**READING TEXT:**
↓↓↓
By contrast, it was the first question asked of Liz Truss by a member of the audience, who challenged her directly: “I noticed in your speech you didn’t mention the stalemate at Stormont.”

Truss’s answer — as was Sunak’s when asked a similar question — was, broadly, that “fixing” the Northern Ireland protocol would fix Stormont.

Jayne Doherty from Armagh, who put the question to Sunak, said she had done so because it was “the most pressing question… how are you going to put all these great policies in if the government doesn’t sit? It’s a daily topic of frustration for people in Northern Ireland, so I wanted to hear both of the candidates’ answers to that.”

And what did she think of them? They didn’t understand, she said, that it was just “a lot more complicated… I felt they talked about the protocol and [were] quite naive, that they think fixing the protocol will fix powersharing in Northern Ireland.”

This does not bode well for the autumn, when some heavy lifting will be required from the new prime minister — and, presumably, a new Northern secretary — if Stormont is to be resurrected.

Nor does the way in which they plan to “fix” the protocol by ensuring the passage of controversial legislation in parliament which will allow the UK to unilaterally abandon parts of the protocol.

Sunak also wants to explore further negotiations with the EU while Truss’s promise that she will “unlock the opportunities of Brexit” ignores the opportunities that have come Northern Ireland’s way due to its unique position under the protocol.

Says Irwin Armstrong, a businessman in Ballymena and a former chair of the NI Conservatives: “Fixing the protocol does not necessarily fix the relationship between Northern Ireland and the EU.

“That is our problem — we could have a retrograde step where we actually lose all the benefits we have.”

That said, for those present there was much to be positive about, not least the candidates’ oft-emphasised commitment to the union and Northern Ireland’s place in it, and a pledge from Truss for more resources to help grow the Conservative Party in Northern Ireland and put up more candidates for election.

There was applause when, asked if she would reverse the decriminalisation of abortion in Northern Ireland, Truss replied: “We are in the United Kingdom and we need our laws to apply right across the United Kingdom, that is what being a union is.”

As the Tory leadership roadshow departs for yet another stop on its tour of the union, one thing is certain: whoever becomes the next prime minister will have plenty more questions to face in the months ahead.
↑↑↑
(Stored data entries)
↓↓↓
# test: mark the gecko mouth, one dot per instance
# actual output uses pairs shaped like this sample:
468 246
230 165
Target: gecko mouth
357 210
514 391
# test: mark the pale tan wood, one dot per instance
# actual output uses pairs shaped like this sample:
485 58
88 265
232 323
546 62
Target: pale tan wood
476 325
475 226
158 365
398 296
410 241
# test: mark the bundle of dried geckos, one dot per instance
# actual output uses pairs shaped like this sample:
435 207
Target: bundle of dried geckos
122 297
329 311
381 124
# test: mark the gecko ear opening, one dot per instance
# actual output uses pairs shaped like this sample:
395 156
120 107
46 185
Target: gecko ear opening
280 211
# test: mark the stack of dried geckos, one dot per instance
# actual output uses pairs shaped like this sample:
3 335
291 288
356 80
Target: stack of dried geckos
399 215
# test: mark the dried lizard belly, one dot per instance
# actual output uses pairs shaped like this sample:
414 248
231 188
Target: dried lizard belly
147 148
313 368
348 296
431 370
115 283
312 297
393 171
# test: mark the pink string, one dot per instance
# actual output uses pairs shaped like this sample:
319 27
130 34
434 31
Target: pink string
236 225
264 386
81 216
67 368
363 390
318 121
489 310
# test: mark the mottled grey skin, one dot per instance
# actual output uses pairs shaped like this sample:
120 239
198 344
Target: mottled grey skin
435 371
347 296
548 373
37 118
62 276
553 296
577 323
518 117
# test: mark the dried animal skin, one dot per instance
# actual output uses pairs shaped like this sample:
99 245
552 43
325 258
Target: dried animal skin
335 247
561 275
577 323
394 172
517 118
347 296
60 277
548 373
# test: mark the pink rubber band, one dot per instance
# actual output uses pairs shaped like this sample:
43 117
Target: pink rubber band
↑↑↑
**TO-DO LIST:**
1) In the reading text about Northern Ireland, what former position did Irwin Armstrong hold?
2) Count the lines of the entries that contain the word "pink" and give only the number.
The reading text and the entries come from separate sources.

**SOLUTION SET:**
1) He was a former chair of the NI Conservatives.

2) 4